*Exercise instructions*: Copy the listing below in full and skip every picture.

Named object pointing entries
--- start ---

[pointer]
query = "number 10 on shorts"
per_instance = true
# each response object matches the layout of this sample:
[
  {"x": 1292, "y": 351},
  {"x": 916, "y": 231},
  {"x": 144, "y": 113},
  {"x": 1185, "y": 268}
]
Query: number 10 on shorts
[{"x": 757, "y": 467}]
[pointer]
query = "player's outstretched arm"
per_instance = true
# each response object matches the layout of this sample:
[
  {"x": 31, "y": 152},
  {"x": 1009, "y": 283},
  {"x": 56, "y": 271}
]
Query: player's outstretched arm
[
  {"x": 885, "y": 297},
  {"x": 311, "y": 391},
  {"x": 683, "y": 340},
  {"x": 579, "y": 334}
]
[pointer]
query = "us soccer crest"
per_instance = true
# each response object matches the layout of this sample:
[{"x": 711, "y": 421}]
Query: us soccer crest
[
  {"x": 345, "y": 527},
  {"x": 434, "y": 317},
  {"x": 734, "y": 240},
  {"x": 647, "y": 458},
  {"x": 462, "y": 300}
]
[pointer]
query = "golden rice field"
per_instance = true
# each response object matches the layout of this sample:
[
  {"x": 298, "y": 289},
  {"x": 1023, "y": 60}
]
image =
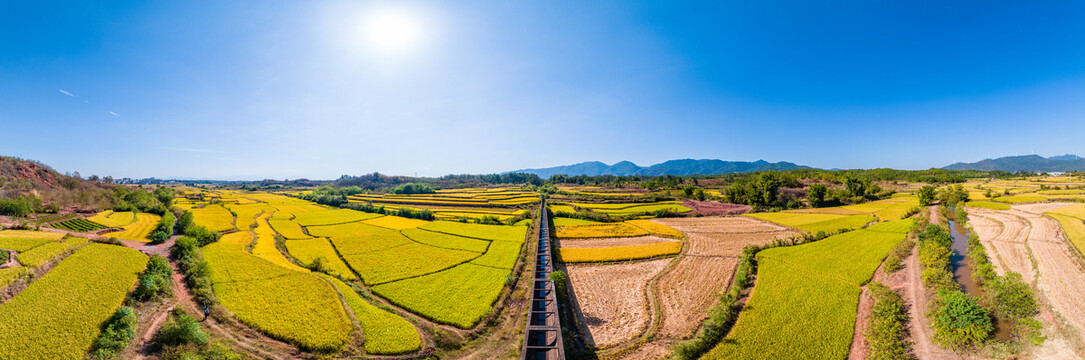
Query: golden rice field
[
  {"x": 815, "y": 222},
  {"x": 805, "y": 298},
  {"x": 265, "y": 245},
  {"x": 288, "y": 229},
  {"x": 570, "y": 221},
  {"x": 479, "y": 231},
  {"x": 395, "y": 222},
  {"x": 59, "y": 316},
  {"x": 1073, "y": 227},
  {"x": 37, "y": 256},
  {"x": 1020, "y": 198},
  {"x": 214, "y": 217},
  {"x": 307, "y": 251},
  {"x": 459, "y": 296},
  {"x": 1074, "y": 210},
  {"x": 618, "y": 253},
  {"x": 384, "y": 332},
  {"x": 331, "y": 217},
  {"x": 411, "y": 259},
  {"x": 446, "y": 241},
  {"x": 140, "y": 230},
  {"x": 10, "y": 274},
  {"x": 292, "y": 306}
]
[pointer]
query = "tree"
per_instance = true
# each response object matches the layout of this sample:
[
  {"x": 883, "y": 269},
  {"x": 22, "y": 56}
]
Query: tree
[
  {"x": 926, "y": 195},
  {"x": 855, "y": 187},
  {"x": 815, "y": 195},
  {"x": 959, "y": 321},
  {"x": 953, "y": 194}
]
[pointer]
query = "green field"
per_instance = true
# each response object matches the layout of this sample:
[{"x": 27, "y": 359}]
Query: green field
[{"x": 805, "y": 297}]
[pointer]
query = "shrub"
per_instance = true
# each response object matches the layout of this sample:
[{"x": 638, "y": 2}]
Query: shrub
[
  {"x": 884, "y": 332},
  {"x": 180, "y": 330},
  {"x": 155, "y": 281},
  {"x": 958, "y": 320}
]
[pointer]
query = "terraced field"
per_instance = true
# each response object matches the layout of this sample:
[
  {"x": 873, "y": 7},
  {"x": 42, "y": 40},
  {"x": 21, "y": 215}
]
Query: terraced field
[
  {"x": 818, "y": 285},
  {"x": 59, "y": 316},
  {"x": 139, "y": 230}
]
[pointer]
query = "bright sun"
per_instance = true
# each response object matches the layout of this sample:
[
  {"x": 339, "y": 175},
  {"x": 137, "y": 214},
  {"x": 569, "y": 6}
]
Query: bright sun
[{"x": 392, "y": 30}]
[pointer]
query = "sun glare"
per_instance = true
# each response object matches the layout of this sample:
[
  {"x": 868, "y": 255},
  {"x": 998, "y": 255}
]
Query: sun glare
[{"x": 392, "y": 31}]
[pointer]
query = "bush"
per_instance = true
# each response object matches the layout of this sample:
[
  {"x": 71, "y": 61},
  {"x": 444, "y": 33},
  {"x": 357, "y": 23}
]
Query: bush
[
  {"x": 202, "y": 235},
  {"x": 893, "y": 261},
  {"x": 1010, "y": 299},
  {"x": 184, "y": 221},
  {"x": 117, "y": 332},
  {"x": 181, "y": 329},
  {"x": 155, "y": 281},
  {"x": 885, "y": 334},
  {"x": 959, "y": 321},
  {"x": 195, "y": 269}
]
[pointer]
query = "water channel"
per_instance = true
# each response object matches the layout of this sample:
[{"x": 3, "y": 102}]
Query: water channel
[{"x": 962, "y": 273}]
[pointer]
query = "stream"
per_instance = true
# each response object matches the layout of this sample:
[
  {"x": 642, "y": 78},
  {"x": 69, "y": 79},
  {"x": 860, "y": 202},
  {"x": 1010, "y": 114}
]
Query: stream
[{"x": 962, "y": 274}]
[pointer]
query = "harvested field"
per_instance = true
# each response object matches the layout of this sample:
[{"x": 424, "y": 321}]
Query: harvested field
[
  {"x": 712, "y": 248},
  {"x": 611, "y": 299},
  {"x": 1061, "y": 275}
]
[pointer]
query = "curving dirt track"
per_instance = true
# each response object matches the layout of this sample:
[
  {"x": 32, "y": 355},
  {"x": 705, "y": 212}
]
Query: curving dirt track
[
  {"x": 1061, "y": 275},
  {"x": 1024, "y": 241},
  {"x": 1006, "y": 244},
  {"x": 612, "y": 298}
]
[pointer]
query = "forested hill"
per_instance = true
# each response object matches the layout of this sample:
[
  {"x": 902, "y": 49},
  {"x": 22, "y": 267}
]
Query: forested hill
[
  {"x": 1024, "y": 163},
  {"x": 681, "y": 167},
  {"x": 28, "y": 185}
]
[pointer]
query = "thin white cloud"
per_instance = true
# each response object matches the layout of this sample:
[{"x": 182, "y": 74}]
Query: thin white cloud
[
  {"x": 193, "y": 150},
  {"x": 188, "y": 150}
]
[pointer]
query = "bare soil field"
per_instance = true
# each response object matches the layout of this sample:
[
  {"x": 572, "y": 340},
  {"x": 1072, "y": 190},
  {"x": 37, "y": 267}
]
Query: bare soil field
[
  {"x": 612, "y": 299},
  {"x": 1023, "y": 241},
  {"x": 1061, "y": 277},
  {"x": 1005, "y": 241},
  {"x": 611, "y": 242},
  {"x": 705, "y": 269}
]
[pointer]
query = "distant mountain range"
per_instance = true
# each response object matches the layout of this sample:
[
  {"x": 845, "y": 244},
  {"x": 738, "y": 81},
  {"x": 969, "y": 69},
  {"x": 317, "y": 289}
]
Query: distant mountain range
[
  {"x": 684, "y": 167},
  {"x": 1025, "y": 163}
]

--- end ---

*Answer in full*:
[pointer]
query = "number 10 on shorts"
per_instance = true
# each response object matches the layout of this sample:
[
  {"x": 1292, "y": 351},
  {"x": 916, "y": 231},
  {"x": 144, "y": 113},
  {"x": 1185, "y": 268}
]
Query: number 10 on shorts
[{"x": 757, "y": 467}]
[pointer]
query = "player's outstretched arm"
per_instance = true
# each response object matches the layout of this sample:
[
  {"x": 31, "y": 152},
  {"x": 1009, "y": 283},
  {"x": 56, "y": 271}
]
Query: player's outstretched arm
[
  {"x": 885, "y": 297},
  {"x": 311, "y": 391},
  {"x": 683, "y": 340},
  {"x": 579, "y": 334}
]
[pointer]
query = "us soccer crest"
per_instance = true
# each response object matches the layout of this sample:
[{"x": 711, "y": 421}]
Query: us soccer crest
[
  {"x": 345, "y": 527},
  {"x": 434, "y": 317},
  {"x": 734, "y": 240},
  {"x": 647, "y": 458},
  {"x": 462, "y": 300}
]
[pointer]
query = "golden rice field"
per_instance = true
# each response object matches the layout of this sample:
[
  {"x": 298, "y": 289},
  {"x": 1023, "y": 60}
]
image =
Query: golden rice field
[
  {"x": 815, "y": 222},
  {"x": 805, "y": 298},
  {"x": 265, "y": 245},
  {"x": 288, "y": 229},
  {"x": 570, "y": 221},
  {"x": 479, "y": 231},
  {"x": 395, "y": 222},
  {"x": 59, "y": 316},
  {"x": 1073, "y": 227},
  {"x": 37, "y": 256},
  {"x": 1020, "y": 198},
  {"x": 214, "y": 217},
  {"x": 307, "y": 251},
  {"x": 459, "y": 296},
  {"x": 1074, "y": 210},
  {"x": 618, "y": 253},
  {"x": 384, "y": 332},
  {"x": 331, "y": 217},
  {"x": 411, "y": 259},
  {"x": 446, "y": 241},
  {"x": 140, "y": 230},
  {"x": 10, "y": 274},
  {"x": 292, "y": 306}
]
[pointer]
query = "tree"
per_instance = true
# each response object matches the layout of this sample:
[
  {"x": 883, "y": 269},
  {"x": 22, "y": 56}
]
Query: tree
[
  {"x": 926, "y": 195},
  {"x": 855, "y": 187},
  {"x": 815, "y": 195},
  {"x": 959, "y": 321},
  {"x": 953, "y": 194}
]
[pointer]
query = "green field"
per_instance = true
# each response object matches the layout of this sample:
[{"x": 27, "y": 359}]
Query: green field
[{"x": 805, "y": 297}]
[pointer]
query = "shrub"
per_instance = true
# each response object matches the layout of this sample:
[{"x": 638, "y": 2}]
Query: shrub
[
  {"x": 884, "y": 332},
  {"x": 180, "y": 330},
  {"x": 155, "y": 281},
  {"x": 958, "y": 320}
]
[pointer]
query = "terraced field"
per_instance = true
# each response object matches the layout of this sample:
[
  {"x": 873, "y": 7},
  {"x": 42, "y": 40},
  {"x": 21, "y": 215}
]
Query: terraced field
[
  {"x": 818, "y": 285},
  {"x": 59, "y": 316},
  {"x": 139, "y": 230}
]
[pointer]
query = "bright sun"
per_instance = true
# each response object matches the layout of this sample:
[
  {"x": 339, "y": 175},
  {"x": 137, "y": 214},
  {"x": 569, "y": 6}
]
Query: bright sun
[{"x": 392, "y": 30}]
[pointer]
query = "sun glare"
per_instance = true
# each response object matches the layout of this sample:
[
  {"x": 868, "y": 255},
  {"x": 998, "y": 255}
]
Query: sun glare
[{"x": 392, "y": 31}]
[pointer]
query = "bush"
per_instance = true
# each response object matches the layout of this sample:
[
  {"x": 71, "y": 61},
  {"x": 444, "y": 33},
  {"x": 357, "y": 23}
]
Query: bush
[
  {"x": 202, "y": 235},
  {"x": 893, "y": 261},
  {"x": 1010, "y": 299},
  {"x": 184, "y": 221},
  {"x": 117, "y": 332},
  {"x": 181, "y": 329},
  {"x": 155, "y": 281},
  {"x": 885, "y": 334},
  {"x": 959, "y": 321},
  {"x": 195, "y": 269}
]
[pointer]
query = "water channel"
per_instance = true
# each response object matches the layout of this sample:
[{"x": 3, "y": 102}]
Query: water channel
[{"x": 962, "y": 273}]
[pointer]
query = "stream"
per_instance = true
# each response object matches the layout of this sample:
[
  {"x": 642, "y": 78},
  {"x": 69, "y": 79},
  {"x": 860, "y": 202},
  {"x": 1010, "y": 114}
]
Query: stream
[{"x": 962, "y": 274}]
[pointer]
query = "harvested field"
per_instance = true
# each response object matches the layout of this sample:
[{"x": 424, "y": 321}]
Query: harvested field
[
  {"x": 712, "y": 248},
  {"x": 611, "y": 299},
  {"x": 1061, "y": 275}
]
[pointer]
query = "curving dirt track"
per_instance = true
# each response object matches the layout of this sample:
[
  {"x": 32, "y": 355},
  {"x": 705, "y": 212}
]
Query: curving dirt track
[
  {"x": 1061, "y": 275},
  {"x": 1024, "y": 241},
  {"x": 1006, "y": 244},
  {"x": 612, "y": 298}
]
[pointer]
query = "forested hill"
per_instance = true
# each response object matches the layout of this sample:
[
  {"x": 902, "y": 49},
  {"x": 22, "y": 267}
]
Query: forested hill
[
  {"x": 1024, "y": 163},
  {"x": 681, "y": 167},
  {"x": 28, "y": 185}
]
[pointer]
query = "thin white cloud"
per_instance = true
# each response object matches the layout of this sample:
[{"x": 182, "y": 74}]
Query: thin white cloud
[
  {"x": 193, "y": 150},
  {"x": 188, "y": 150}
]
[pointer]
query = "bare soil field"
per_instance = true
# each response object matches the layout of this sample:
[
  {"x": 572, "y": 340},
  {"x": 1072, "y": 190},
  {"x": 37, "y": 267}
]
Query: bare soil field
[
  {"x": 612, "y": 299},
  {"x": 1023, "y": 241},
  {"x": 1061, "y": 277},
  {"x": 1005, "y": 241},
  {"x": 611, "y": 242},
  {"x": 705, "y": 269}
]
[pointer]
query = "distant mountain range"
per_instance = true
# each response object matches the layout of this sample:
[
  {"x": 845, "y": 244},
  {"x": 738, "y": 81},
  {"x": 969, "y": 69},
  {"x": 317, "y": 289}
]
Query: distant mountain range
[
  {"x": 684, "y": 167},
  {"x": 1025, "y": 163}
]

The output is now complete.